Objective - Count how many lines of the listing below contain the string "handle". Reply with that number alone.

Listed entries -
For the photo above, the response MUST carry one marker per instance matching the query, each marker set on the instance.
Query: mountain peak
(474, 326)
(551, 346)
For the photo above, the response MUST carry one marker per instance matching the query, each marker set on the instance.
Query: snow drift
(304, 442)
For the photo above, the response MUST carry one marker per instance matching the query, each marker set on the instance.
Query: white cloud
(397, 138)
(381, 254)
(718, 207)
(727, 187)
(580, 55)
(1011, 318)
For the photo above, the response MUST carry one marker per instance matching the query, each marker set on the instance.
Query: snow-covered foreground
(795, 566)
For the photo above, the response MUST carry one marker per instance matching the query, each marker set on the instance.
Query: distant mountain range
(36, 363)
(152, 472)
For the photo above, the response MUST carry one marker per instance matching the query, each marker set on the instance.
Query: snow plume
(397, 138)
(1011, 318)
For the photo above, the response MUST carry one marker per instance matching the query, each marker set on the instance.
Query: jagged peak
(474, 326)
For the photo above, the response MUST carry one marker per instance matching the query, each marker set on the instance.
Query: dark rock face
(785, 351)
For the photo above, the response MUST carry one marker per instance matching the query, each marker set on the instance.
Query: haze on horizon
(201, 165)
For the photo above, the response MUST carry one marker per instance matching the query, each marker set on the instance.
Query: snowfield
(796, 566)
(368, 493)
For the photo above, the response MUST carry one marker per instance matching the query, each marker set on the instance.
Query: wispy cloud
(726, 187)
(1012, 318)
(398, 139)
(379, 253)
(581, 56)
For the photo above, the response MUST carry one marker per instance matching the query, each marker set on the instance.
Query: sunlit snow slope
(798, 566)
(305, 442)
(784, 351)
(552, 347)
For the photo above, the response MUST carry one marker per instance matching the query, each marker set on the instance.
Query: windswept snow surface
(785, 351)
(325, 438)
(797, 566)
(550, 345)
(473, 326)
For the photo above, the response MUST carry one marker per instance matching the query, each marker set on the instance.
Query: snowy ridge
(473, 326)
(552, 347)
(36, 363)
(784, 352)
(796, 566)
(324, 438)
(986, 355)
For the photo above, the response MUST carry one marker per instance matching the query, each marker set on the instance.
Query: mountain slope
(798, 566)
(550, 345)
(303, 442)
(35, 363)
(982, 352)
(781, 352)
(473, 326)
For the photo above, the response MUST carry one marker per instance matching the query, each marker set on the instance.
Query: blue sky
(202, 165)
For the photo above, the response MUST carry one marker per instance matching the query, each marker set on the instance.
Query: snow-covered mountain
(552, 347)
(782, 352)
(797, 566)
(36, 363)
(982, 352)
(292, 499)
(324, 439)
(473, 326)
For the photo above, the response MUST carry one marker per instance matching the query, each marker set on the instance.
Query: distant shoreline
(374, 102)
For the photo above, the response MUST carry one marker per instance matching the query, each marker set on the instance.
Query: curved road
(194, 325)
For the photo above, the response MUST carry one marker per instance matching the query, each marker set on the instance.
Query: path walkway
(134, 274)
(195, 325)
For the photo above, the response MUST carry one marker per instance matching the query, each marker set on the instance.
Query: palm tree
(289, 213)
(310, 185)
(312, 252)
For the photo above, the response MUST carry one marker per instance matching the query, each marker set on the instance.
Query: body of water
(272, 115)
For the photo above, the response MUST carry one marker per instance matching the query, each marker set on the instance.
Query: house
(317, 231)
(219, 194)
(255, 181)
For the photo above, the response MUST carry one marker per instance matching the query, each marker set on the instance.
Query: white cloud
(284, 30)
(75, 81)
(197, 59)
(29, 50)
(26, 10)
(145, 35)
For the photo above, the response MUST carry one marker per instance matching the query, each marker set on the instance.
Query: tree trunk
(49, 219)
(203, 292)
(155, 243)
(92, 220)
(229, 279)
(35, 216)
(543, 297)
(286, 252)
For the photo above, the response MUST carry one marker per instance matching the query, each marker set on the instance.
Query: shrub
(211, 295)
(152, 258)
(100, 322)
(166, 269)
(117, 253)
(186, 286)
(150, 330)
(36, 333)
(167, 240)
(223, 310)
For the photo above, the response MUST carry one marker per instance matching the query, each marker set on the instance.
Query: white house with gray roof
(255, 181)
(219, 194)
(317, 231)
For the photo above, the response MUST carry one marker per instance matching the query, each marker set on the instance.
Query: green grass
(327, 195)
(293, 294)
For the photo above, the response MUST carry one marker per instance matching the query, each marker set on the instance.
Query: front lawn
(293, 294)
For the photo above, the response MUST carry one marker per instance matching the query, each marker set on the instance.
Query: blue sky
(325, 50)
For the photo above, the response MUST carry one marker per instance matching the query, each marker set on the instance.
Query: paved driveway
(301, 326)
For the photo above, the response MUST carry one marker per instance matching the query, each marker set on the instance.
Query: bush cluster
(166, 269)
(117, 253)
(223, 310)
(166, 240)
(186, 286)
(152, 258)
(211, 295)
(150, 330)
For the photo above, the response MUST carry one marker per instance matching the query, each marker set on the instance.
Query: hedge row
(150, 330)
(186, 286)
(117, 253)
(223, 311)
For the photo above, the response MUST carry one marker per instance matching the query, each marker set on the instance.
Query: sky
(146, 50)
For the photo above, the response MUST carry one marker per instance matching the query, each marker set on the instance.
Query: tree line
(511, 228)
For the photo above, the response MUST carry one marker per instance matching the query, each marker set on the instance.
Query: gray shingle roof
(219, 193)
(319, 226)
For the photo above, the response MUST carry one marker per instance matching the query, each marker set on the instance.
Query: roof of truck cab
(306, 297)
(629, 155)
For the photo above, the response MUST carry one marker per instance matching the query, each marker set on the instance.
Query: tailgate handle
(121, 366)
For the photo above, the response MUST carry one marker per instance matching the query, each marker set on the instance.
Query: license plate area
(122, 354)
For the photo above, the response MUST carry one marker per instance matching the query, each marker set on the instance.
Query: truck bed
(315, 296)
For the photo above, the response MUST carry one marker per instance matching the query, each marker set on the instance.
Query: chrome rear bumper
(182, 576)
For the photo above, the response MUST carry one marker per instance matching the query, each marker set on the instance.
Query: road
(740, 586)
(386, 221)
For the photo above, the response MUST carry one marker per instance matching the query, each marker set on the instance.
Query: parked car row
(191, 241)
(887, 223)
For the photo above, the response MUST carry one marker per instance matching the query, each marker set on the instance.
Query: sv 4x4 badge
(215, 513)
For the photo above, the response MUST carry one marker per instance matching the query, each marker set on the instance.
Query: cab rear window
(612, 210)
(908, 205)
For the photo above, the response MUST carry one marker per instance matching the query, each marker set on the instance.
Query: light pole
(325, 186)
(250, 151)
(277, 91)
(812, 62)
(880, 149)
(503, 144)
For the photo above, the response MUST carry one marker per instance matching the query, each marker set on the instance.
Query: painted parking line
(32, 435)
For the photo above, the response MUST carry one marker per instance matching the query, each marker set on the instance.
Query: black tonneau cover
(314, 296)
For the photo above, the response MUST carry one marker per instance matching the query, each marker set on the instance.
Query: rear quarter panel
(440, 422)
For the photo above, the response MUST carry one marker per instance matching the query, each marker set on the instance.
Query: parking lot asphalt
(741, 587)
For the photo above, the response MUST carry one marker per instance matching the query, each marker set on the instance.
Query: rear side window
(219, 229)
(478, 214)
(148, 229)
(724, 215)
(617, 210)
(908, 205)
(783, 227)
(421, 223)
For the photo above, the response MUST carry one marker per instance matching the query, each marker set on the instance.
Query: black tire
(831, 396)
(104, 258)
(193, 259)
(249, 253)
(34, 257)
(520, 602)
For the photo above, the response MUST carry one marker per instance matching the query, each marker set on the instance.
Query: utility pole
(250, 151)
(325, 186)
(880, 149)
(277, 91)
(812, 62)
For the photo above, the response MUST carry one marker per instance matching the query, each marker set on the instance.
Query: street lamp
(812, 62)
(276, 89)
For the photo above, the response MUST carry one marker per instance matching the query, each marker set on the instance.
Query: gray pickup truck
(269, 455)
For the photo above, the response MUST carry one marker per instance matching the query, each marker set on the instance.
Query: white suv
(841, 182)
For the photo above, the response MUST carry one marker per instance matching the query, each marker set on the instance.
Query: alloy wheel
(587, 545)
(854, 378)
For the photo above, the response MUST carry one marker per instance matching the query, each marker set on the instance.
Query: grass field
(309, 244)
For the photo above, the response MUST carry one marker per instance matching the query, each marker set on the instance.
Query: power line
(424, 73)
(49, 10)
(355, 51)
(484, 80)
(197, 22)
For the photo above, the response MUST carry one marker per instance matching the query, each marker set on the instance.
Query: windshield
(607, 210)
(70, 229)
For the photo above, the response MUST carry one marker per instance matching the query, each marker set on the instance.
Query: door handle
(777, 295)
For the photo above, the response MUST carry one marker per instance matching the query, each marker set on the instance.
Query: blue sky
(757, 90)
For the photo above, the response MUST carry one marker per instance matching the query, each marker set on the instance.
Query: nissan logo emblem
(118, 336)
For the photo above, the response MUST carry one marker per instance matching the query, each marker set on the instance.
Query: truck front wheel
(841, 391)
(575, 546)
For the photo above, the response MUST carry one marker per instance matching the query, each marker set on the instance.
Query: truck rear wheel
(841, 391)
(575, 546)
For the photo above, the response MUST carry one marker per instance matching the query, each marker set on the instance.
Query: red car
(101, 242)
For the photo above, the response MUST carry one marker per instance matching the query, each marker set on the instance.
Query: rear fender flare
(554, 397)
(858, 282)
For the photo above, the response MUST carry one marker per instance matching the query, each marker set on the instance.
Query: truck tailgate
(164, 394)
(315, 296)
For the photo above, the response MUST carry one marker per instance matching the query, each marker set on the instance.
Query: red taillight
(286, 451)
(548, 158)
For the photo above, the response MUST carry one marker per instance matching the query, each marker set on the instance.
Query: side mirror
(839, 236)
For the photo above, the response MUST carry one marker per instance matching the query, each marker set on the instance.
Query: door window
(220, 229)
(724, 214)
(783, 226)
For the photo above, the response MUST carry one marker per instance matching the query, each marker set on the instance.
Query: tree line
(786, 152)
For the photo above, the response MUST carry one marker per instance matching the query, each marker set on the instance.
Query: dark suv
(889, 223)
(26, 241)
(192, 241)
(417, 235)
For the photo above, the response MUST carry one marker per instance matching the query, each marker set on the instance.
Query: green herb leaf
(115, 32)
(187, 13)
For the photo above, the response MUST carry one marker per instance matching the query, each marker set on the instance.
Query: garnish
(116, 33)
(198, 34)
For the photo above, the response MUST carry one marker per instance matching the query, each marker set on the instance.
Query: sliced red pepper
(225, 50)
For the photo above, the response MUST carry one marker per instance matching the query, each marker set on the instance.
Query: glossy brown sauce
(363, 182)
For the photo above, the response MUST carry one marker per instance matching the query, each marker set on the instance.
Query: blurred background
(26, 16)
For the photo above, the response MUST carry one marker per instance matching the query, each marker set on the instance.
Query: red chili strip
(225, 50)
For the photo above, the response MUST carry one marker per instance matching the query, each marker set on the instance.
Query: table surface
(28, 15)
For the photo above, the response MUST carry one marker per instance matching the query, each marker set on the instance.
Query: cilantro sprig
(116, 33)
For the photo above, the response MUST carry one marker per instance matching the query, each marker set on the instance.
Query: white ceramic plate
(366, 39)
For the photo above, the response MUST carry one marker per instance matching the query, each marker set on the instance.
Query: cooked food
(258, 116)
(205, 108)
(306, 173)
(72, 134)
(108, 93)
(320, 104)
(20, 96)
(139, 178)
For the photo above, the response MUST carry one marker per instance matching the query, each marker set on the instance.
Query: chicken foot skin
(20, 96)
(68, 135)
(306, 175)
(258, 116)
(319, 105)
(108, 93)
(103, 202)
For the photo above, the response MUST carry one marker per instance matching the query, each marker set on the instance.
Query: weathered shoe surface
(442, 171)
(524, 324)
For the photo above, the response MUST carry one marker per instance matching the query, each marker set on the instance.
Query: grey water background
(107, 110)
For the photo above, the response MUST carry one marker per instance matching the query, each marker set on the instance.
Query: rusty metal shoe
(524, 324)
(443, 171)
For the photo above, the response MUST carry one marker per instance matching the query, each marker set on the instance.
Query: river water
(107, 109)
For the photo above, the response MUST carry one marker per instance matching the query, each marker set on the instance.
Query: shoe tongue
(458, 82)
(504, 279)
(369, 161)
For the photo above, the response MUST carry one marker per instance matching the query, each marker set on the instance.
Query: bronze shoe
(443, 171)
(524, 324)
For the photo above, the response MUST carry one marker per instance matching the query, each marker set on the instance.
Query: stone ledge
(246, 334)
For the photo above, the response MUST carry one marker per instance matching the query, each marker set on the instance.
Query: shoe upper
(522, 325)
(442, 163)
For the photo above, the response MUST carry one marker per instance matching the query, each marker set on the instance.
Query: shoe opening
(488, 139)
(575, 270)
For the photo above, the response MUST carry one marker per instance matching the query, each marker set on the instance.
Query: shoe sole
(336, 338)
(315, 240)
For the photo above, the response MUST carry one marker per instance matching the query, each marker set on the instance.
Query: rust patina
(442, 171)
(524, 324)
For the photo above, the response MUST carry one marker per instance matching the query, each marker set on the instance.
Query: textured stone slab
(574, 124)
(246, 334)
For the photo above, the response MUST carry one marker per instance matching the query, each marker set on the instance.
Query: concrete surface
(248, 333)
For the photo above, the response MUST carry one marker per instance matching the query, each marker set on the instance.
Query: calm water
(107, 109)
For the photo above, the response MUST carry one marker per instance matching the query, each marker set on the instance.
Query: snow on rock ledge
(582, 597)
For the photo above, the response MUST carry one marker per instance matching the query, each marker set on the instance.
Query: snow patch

Exercise solution - 2